▸ Exercise instructions
Please copy out the records that follow exactly as they stand.

-------- Data to process --------

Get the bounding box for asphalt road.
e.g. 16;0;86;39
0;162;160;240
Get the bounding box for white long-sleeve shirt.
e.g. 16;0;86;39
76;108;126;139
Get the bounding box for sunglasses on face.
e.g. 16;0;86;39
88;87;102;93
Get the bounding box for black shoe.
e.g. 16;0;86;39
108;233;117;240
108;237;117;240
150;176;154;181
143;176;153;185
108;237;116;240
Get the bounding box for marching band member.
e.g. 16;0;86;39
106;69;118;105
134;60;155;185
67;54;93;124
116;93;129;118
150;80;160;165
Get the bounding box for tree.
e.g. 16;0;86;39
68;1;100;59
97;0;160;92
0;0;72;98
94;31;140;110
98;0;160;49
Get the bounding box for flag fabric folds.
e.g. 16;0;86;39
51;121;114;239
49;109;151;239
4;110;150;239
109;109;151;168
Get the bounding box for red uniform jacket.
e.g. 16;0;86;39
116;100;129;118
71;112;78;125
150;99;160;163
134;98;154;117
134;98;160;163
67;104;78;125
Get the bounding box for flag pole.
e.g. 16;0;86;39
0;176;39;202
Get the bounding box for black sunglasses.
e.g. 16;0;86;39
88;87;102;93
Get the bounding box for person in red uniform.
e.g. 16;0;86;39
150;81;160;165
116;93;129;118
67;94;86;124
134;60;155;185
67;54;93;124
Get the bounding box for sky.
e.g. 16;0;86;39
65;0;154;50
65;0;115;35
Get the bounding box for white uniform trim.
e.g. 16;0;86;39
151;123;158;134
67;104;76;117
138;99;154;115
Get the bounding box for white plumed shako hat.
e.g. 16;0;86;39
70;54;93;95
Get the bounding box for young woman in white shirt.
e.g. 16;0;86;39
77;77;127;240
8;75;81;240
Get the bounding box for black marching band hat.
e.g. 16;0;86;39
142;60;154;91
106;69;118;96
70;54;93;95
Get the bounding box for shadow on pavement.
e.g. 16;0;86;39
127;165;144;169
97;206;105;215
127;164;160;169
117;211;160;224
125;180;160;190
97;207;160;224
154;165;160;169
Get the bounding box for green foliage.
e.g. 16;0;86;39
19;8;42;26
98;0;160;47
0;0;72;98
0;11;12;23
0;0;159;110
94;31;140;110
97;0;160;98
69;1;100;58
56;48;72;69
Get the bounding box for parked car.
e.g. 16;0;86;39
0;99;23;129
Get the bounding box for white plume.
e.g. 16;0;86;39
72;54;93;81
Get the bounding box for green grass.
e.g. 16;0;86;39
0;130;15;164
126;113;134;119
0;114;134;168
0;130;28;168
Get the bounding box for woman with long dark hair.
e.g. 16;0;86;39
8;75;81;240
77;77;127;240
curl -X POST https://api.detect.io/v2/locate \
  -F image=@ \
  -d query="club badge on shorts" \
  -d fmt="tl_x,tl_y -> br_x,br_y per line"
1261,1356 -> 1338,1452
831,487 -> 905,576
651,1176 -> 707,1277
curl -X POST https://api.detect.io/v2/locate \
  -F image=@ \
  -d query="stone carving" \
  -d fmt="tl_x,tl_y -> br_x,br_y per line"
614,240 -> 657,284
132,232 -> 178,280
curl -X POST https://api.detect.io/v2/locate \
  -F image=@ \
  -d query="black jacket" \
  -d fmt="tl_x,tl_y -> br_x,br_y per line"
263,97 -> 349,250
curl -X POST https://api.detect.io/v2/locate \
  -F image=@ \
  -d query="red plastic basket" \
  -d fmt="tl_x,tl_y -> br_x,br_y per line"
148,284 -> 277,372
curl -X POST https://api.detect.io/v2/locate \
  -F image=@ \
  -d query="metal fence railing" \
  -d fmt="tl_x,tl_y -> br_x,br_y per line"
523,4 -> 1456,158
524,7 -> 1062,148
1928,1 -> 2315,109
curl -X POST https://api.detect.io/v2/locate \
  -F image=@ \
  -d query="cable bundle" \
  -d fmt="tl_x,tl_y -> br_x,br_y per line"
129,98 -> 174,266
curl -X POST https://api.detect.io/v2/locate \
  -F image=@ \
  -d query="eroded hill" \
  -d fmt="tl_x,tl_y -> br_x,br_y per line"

--------

▸ Answer section
Get the bounding box for asphalt road.
e.g. 16;0;86;39
0;162;160;240
Get the bounding box for white long-sleeve shirt.
e.g. 16;0;86;39
76;108;126;139
Get the bounding box for sunglasses on face.
e.g. 16;0;86;39
88;87;102;93
Get the bounding box for black shoe.
e.g. 16;0;86;39
108;233;117;240
108;237;117;240
150;176;154;181
143;176;153;185
108;237;116;240
Get the bounding box for marching band member.
e.g. 16;0;86;39
106;69;118;105
134;60;155;185
67;54;93;124
116;93;129;118
150;80;160;165
Get the bounding box for tree.
e.g. 16;0;86;39
68;1;100;59
97;0;160;92
0;0;72;98
94;31;140;110
98;0;160;49
Get the bounding box for flag fabric folds.
e.g. 16;0;86;39
51;121;114;239
49;109;151;239
4;110;150;239
109;109;151;168
Get the bounding box for red uniform jacket.
e.g. 16;0;86;39
116;100;129;118
71;112;78;125
150;99;160;163
134;98;154;117
134;98;160;163
67;104;78;125
Get the bounding box for flag pole.
e.g. 16;0;86;39
0;176;39;202
Get the bounding box for black sunglasses.
e.g. 16;0;86;39
88;87;102;93
Get the bounding box for person in red uniform.
e.g. 16;0;86;39
150;81;160;165
116;93;129;118
67;94;86;124
134;60;155;185
67;54;93;124
Get the bounding box for sky.
e.g. 16;0;86;39
65;0;154;50
65;0;115;35
Get the bounding box for white uniform trim.
e.g. 16;0;86;39
151;123;158;134
67;104;76;117
138;99;154;115
Get the bounding box for white plumed shako hat.
e.g. 16;0;86;39
70;54;93;95
Get the bounding box for young woman in white shirt.
e.g. 16;0;86;39
77;77;127;240
8;75;81;240
Get the bounding box for black marching band hat.
e.g. 16;0;86;39
142;60;154;91
106;69;118;96
70;54;93;95
Get the bounding box for shadow on pavement.
e.g. 16;0;86;39
127;165;144;169
97;206;105;215
127;164;160;169
117;211;160;224
125;180;160;190
97;207;160;224
154;165;160;169
Get the bounding box for green foliage.
e.g. 16;0;86;39
19;8;42;26
98;0;160;47
0;0;72;98
0;11;12;23
0;0;159;110
94;31;140;110
97;0;160;98
69;1;100;58
56;48;72;69
Get the bounding box for parked car.
e.g. 16;0;86;39
0;99;23;129
Get the bounding box for white plume.
e.g. 16;0;86;39
72;54;93;81
Get the bounding box for green grass.
e.g. 16;0;86;39
0;130;15;164
126;113;134;119
0;114;134;168
0;130;28;168
Get the bounding box for woman with long dark hair.
e.g. 16;0;86;39
8;75;81;240
77;77;127;240
curl -X POST https://api.detect.io/v2/locate \
  -F image=@ \
  -d query="club badge on shorts" \
  -d fmt="tl_x,tl_y -> br_x,br_y per line"
1261,1356 -> 1338,1452
831,487 -> 905,576
651,1176 -> 707,1277
curl -X POST https://api.detect.io/v2/locate \
  -F image=@ \
  -d query="stone carving" \
  -d fmt="tl_x,tl_y -> br_x,br_y per line"
614,240 -> 657,284
132,232 -> 178,280
curl -X POST https://api.detect.io/v2/locate \
  -F image=@ \
  -d query="black jacket" \
  -d fmt="tl_x,tl_y -> br_x,br_y per line"
263,97 -> 349,250
curl -X POST https://api.detect.io/v2/locate \
  -F image=@ \
  -d query="red plastic basket" \
  -d fmt="tl_x,tl_y -> br_x,br_y per line"
148,284 -> 277,372
curl -X POST https://api.detect.io/v2/locate \
  -F image=@ \
  -d query="metal fence railing" \
  -d fmt="tl_x,tl_y -> br_x,br_y per line"
523,4 -> 1456,158
524,7 -> 1062,148
1928,1 -> 2315,109
curl -X POST https://api.detect.io/v2/locate \
  -F image=@ \
  -d query="cable bundle" \
  -d fmt="tl_x,tl_y -> br_x,br_y per line"
129,98 -> 174,266
curl -X POST https://api.detect.io/v2/locate \
  -F image=@ \
  -d query="eroded hill" \
  -d fmt="tl_x,tl_y -> br_x,br_y per line"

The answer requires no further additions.